# Visa with permission to work



## Ryno87 (Aug 9, 2018)

Hey everyone, I’m an American citizen who’s temporarily ( ~1yr) moving to Mexico City to teach English at businesses and other places that i can get a job with the TEFL certificate. I sort of confused as to how to obtain the right visa when i arrive via plane. I know that i fill out form on plane for tourist visa 180 days but i intent to work. How do i get a visa de visitante con permiso para realizar actividades de remuneradas. If this is the right visa, i know i will need an authorization from INNM. Is this online on their website? I currently don’t have an employer at this time and will begin looking once i arrive. My next plan of action is to get RFC once I’m there. Thanks for reading. Ive read different versions and other places that seem outdated.


----------



## AlanMexicali (Jun 1, 2011)

Ryno87 said:


> Hey everyone, I’m an American citizen who’s temporarily ( ~1yr) moving to Mexico City to teach English at businesses and other places that i can get a job with the TEFL certificate. I sort of confused as to how to obtain the right visa when i arrive via plane. I know that i fill out form on plane for tourist visa 180 days but i intent to work. How do i get a visa de visitante con permiso para realizar actividades de remuneradas. If this is the right visa, i know i will need an authorization from INNM. Is this online on their website? I currently don’t have an employer at this time and will begin looking once i arrive. My next plan of action is to get RFC once I’m there. Thanks for reading. Ive read different versions and other places that seem outdated.


 Appears you are out of luck. INM doesn't allow foreigners into Mexico to work the way your described you situation. Best check your local Mexican Consulate website under visas. It will explain what you have to do at their consulate before you leave for Mexico. Minimum financial solvency proof will be required.


----------



## chicois8 (Aug 8, 2009)

Plus you can not get the RFC on an FMM, you need at least a Temp. Resident visa and get a CURP number then you can get the RFC #........


----------



## RVGRINGO (May 16, 2007)

It is important to know that you MUST be approved for a residence visa before you enter Mexico. Then, if approved for a temporary residence visa, you may apply to INM in Mexico, in the prescribed timeframe, for permission to work at a specific job, for a specific approved employer with permission from INM to hire foreigners.
If approved for the more expensive Residente Permanente Visa, you may work, but still have to notify INM of any employment, or change of employment or address, etc.
You will need proofs of significant financial resources/assets to gain approval. See the nearest Mexican Consulate in your current country of residence before planning to go to Mexico.
A tourist, with up to 180 days on his non-renewable permit, is prohibited from any lucrative activity (work) in Mexico.


----------



## RVGRINGO (May 16, 2007)

It is important to know that you MUST be approved for a residence visa before you enter Mexico. Then, if approved for a temporary residence visa, you may apply to INM in Mexico, in the prescribed timeframe, for permission to work at a specific job, for a specific approved employer with permission from INM to hire foreigners.
If approved for the more expensive Residente Permanente Visa, you may work, but still have to notify INM of any employment, or change of employment or address, etc.
You will need proofs of significant financial resources/assets to gain approval. See the nearest Mexican Consulate in your current country of residence before planning to go to Mexico.

Dataset excerpt:
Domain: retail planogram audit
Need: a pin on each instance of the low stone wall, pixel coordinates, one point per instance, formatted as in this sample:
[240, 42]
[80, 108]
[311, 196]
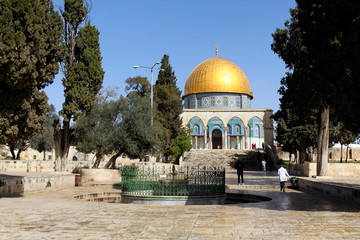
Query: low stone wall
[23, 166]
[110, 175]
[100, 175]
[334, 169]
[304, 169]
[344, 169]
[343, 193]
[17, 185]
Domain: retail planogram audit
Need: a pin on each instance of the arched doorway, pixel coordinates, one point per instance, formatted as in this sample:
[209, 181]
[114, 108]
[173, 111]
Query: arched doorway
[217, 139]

--

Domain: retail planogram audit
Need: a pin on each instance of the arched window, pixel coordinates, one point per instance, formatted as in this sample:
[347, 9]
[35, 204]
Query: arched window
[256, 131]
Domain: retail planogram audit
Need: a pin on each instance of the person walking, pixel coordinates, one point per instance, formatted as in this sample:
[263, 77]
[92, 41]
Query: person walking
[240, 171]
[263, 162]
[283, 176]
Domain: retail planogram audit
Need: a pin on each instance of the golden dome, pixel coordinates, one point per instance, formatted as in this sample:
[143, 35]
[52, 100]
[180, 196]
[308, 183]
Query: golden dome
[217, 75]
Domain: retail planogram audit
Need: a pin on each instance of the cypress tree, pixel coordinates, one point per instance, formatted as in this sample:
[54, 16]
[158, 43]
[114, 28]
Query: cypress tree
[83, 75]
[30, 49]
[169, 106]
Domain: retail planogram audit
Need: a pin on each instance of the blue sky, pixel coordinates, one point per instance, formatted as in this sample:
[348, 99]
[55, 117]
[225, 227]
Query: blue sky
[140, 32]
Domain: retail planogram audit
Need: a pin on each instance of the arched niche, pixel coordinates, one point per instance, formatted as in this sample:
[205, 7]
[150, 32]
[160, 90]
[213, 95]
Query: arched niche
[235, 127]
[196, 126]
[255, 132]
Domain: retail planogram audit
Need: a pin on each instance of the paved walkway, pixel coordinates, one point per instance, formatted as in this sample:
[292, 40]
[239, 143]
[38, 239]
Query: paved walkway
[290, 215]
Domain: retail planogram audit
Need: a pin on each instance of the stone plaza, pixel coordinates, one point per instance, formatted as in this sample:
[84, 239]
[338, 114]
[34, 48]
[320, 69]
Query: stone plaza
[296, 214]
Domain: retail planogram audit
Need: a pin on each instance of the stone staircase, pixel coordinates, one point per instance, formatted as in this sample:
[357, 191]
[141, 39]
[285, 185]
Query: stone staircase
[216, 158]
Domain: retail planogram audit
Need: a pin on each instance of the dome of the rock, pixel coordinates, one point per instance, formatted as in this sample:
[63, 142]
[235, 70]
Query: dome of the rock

» **EXERCISES TO COMPLETE**
**1)** Return, word for word, the stretch of the Mexico visa forum thread from "Appears you are" up to and including "(Aug 8, 2009)".
**2)** According to the Mexico visa forum thread, what number must a person get before they can obtain the RFC?
**3)** Continue the Mexico visa forum thread from where it stops.

» **RESPONSES**
**1)**
Appears you are out of luck. INM doesn't allow foreigners into Mexico to work the way your described you situation. Best check your local Mexican Consulate website under visas. It will explain what you have to do at their consulate before you leave for Mexico. Minimum financial solvency proof will be required.


----------



## chicois8 (Aug 8, 2009)

**2)** A CURP number, which requires at least a Temporary Resident visa.

**3)**
A tourist, with up to 180 days on his non-renewable permit, is prohibited from any lucrative activity (work) in Mexico.
So....Mexico likes tourists, but does not welcome you if you really need to work to live there, unless you actually don't really need to work, but just want to. So, you will have to show the consulate your bank records, etc.


----------



## TundraGreen (Jul 15, 2010)

I don't know if this would work.
You could come here on a tourist visa, find an employer willing to assist in a request for permission to work. Then apply to INM with a letter of employment and salary. 

But I suspect there are several problems with this strategy.
- Language schools can get plenty of people without having to help them with visas.
- The salary from a language school probably would not qualify for even a visa temporal.
- I'm not sure about converting to a visa once here. You usually have to apply before coming and have to have a qualifying income. So I don't know how you could mix the job income with getting a visa.


----------



## RVGRINGO (May 16, 2007)

One could go to Mexico as a tourist, and search for emplloyment interviews. But, upon receiving an offer, would have to leave Mexico to go to a consulate and apply for a visa. Then, after re-entry with the approval stamped in his passport, and going through the 'tramite' process with INM (assuming the employer is qualified with INM, and willing to wait, he could probably get the 'lucrativa' endorsement and begin working......for peanuts. Any change of job status or location would have to be approved by INM if the expat is on a Residente Temporal visa (which prohibits having or driving a non-Mexican plated vehicle).
INM can provide the CURP, but the applicant will have to also get an RFC# on his own.

Has the inquirer been to Mexico yet? Speak Spanish? It seems that he knows little of the immigration and work requirements, and perhaps has no plans for health care, vehicle requirements, etc.

Tell us more, Rayno87.


----------



## garciajose (Sep 4, 2018)

RVGRINGO said:


> One could go to Mexico as a tourist, and search for emplloyment interviews. But, upon receiving an offer, would have to leave Mexico to go to a consulate and apply for a visa. Then, after re-entry with the approval stamped in his passport, and going through the 'tramite' process with INM (assuming the employer is qualified with INM, and willing to wait, he could probably get the 'lucrativa' endorsement and begin working......for peanuts. Any change of job status or location would have to be approved by INM if the expat is on a Residente Temporal visa (which prohibits having or driving a non-Mexican plated vehicle).
> INM can provide the CURP, but the applicant will have to also get an RFC# on his own.
> 
> Has the inquirer been to Mexico yet? Speak Spanish? It seems that he knows little of the immigration and work requirements, and perhaps has no plans for health care, vehicle requirements, etc.
> ...


Exactly.. I couldn't have said it better..


----------



## ojosazules11 (Nov 3, 2013)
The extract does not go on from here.